After Ipswich and Lowestoft, Bury St Edmunds is the third largest place in Suffolk and we liked it immediately. After tea and biscuits in the Cathedral coffee shop Kim and Mum made directly for the High Street shops and I went off to investigate the Abbey Gardens and the Cathedral.
The Abbey of St Edmund was once one of the richest and most powerful Benedictine monasteries in all of England. In 869, Edmund, King of the East Angles was murdered by invading Danes when he refused to renounce Christianity. For his stubbornness he was tied to a tree and shot through with arrows and had his head cut off to make sure. No half measures in those days. I wonder sometimes about medieval torture, surely the victim was well and truly dead before the torturers had finished. Vladamir Putin would have been a medieval torturer I am sure.

His death led to the building of the Abbey to house his remains and his shrine quickly became a place of pilgrimage. The Cult of Edmund flourished during the Middle Ages and he was temporarily revered as the patron Saint of medieval England until at some point he was replaced by Saint George.
Today he has the unlikely title of the Patron Saint of Pandemics so I imagine that he has been rather busy listening to prayers for the past couple of years or so. He is said to have been given this title after the French city of Toulouse (who claimed to have some important relics of his) became ravaged by plague in the seventeenth century. Residents of the prayed to Edmund after which the plague came to an abrupt end. As Michael Caine might have said “Not a lot of people know that”.

Maybe if more people had known this the World could have saved a fortune on developing Covid vaccinations and going into expensive lockdown. I wish that I had known that because if I had I would have said a prayer to St Edmund because a few days after returning home from East Anglia both Kim and I both tested positive for Covid.

After the dissolution of the monasteries in the 1530s the Abbey naturally began to fall into disrepair and lots of stone was taken for alternative building projects around the town. I was quite surprised therefore to discover that so much of it remained in a vast well maintained town centre park.
Near the Cathedral there are houses built into the walls which reminded of Antoni Gaudi creations in Barcelona. I don’t suppose that Gaudi ever visited Bury St Edmunds but if he had he may have got inspiration here,

I spent some time in the Gardens, walked every path and read each and every information board.

Towards the end of the afternoon I made my visit to the Cathedral. Free admission by the way. Up to 1914 Suffolk didn’t have a Cathedral and was part of a wider diocese of East Anglia with the Cathedral in Norwich in Norfolk but it was then decided that it required one of its own. This presented the Church with a dilemma.

Ipswich is the biggest town in the County but Bury St Edmunds had the most famous church thanks to the St Edmund connection. The Church came to a compromise, Ipswich would get the Bishop’s House and be the base of the diocese and Bury St Edmunds would get the Cathedral and everyone agreed that that was a good idea except perhaps for the Bishop who has a hundred mile round trip every week to get to Sunday service which would have been much more of an inconvenience over a hundred years ago than it is today.

Ipswich is not unique, it is not the only County town without an Anglican Cathedral and there are others – Warwick, Cambridge (I mentioned that before), Northampton (I mentioned that before as well), Nottingham, Aylesbury and Shrewesbury are other examples. At the same time that Suffolk became a diocese so too did Essex with its own Cathedral in Chelmsford.

Not a brilliant Cathedral I have to say but it provided me with a pleasant fifteen minute visit, especially as the choir was practising which was very nice, before I left and rejoined the others at the agreed time.

I had enjoyed my afternoon in Bury St Edmunds and I was forced to concede that this was a town where half a day it isn’t long enough so I will have to make another note to self to return one day and stay longer.

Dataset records
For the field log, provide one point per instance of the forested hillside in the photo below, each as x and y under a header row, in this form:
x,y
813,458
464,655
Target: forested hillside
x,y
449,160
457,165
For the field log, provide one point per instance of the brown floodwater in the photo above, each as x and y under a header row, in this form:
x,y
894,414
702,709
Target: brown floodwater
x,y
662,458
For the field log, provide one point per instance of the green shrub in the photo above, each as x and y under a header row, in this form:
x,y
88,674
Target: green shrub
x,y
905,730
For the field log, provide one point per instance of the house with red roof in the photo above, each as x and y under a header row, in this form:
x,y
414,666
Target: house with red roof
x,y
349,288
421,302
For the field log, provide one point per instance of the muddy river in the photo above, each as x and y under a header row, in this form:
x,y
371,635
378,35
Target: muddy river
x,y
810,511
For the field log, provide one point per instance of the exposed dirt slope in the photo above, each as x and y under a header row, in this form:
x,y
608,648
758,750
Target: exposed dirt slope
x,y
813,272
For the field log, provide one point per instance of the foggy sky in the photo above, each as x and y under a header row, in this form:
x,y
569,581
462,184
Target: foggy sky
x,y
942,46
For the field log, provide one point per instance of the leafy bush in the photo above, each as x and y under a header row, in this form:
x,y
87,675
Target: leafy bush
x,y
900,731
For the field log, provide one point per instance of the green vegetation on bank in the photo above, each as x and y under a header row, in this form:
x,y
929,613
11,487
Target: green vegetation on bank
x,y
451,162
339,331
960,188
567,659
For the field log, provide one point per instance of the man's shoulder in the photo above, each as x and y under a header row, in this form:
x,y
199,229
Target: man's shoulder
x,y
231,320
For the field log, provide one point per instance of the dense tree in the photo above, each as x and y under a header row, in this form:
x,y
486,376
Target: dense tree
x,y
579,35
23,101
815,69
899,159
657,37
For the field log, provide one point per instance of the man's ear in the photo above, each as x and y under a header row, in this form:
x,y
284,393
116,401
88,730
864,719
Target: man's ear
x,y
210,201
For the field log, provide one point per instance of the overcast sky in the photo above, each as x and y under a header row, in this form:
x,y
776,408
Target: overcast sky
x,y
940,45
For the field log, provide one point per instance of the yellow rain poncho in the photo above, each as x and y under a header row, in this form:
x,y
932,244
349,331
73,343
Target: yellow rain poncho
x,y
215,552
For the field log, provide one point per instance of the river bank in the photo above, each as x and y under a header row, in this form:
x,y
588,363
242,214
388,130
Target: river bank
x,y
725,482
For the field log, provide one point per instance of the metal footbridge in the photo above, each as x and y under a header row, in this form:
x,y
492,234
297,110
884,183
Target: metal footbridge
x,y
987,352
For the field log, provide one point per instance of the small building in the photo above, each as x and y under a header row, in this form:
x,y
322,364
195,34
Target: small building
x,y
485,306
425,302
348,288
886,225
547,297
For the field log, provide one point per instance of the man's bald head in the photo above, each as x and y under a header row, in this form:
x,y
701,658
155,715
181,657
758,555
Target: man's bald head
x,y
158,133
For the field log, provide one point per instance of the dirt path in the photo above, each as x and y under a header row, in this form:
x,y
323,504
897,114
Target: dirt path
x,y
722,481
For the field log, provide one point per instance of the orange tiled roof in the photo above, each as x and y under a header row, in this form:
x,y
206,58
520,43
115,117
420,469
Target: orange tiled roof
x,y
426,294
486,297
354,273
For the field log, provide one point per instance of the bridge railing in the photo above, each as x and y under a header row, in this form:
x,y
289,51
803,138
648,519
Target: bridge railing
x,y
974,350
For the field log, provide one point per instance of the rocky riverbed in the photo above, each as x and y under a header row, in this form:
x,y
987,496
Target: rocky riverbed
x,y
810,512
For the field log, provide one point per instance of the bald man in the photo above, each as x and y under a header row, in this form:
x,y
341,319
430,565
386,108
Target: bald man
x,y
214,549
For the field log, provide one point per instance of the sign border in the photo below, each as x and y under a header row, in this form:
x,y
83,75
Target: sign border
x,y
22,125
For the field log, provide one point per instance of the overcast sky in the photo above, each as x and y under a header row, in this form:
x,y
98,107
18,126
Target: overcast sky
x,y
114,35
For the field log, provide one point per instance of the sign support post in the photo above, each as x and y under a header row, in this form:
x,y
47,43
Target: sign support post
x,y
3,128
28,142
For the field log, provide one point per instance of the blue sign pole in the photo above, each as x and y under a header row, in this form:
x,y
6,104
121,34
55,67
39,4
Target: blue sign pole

TASKS TO CARRY OUT:
**a)** In the travel text on Bury St Edmunds, which town became the site of the Bishop's House for the new Suffolk diocese?
**b)** Reproduce the part of the travel text on Bury St Edmunds that opens with the words containing "Not a brilliant" and closes with "and stay longer.".
**c)** Decide whether each statement agrees with the travel text on Bury St Edmunds, and quote the words of the text that settle it: (i) Edmund was King of the East Angles. (ii) Visitors must pay a fee to enter the Cathedral. (iii) When Essex became a diocese, its Cathedral was placed in Norwich.

ANSWER SECTION:
**a)** Ipswich

**b)**
Not a brilliant Cathedral I have to say but it provided me with a pleasant fifteen minute visit, especially as the choir was practising which was very nice, before I left and rejoined the others at the agreed time.

I had enjoyed my afternoon in Bury St Edmunds and I was forced to concede that this was a town where half a day it isn’t long enough so I will have to make another note to self to return one day and stay longer.

**c)**
(i) Yes: "Edmund, King of the East Angles was murdered by invading Danes"
(ii) No: "Free admission by the way."
(iii) No: "so too did Essex with its own Cathedral in Chelmsford"